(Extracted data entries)
____

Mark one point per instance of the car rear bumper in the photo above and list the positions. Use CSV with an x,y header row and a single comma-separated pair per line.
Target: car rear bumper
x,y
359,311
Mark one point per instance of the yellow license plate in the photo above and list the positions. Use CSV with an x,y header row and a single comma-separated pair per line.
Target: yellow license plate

____

Activity> Copy the records above exactly, please, but only from the first line through the line containing "Mark one point per instance of the yellow".

Response area>
Mark one point per instance of the car rear bumper in the photo above and list the positions. Use CSV with an x,y header row and a single comma-separated pair per line.
Target: car rear bumper
x,y
359,311
Mark one point per instance of the yellow license plate in the photo above and list the positions. Use CSV with an x,y header row and a single comma-separated pair per line.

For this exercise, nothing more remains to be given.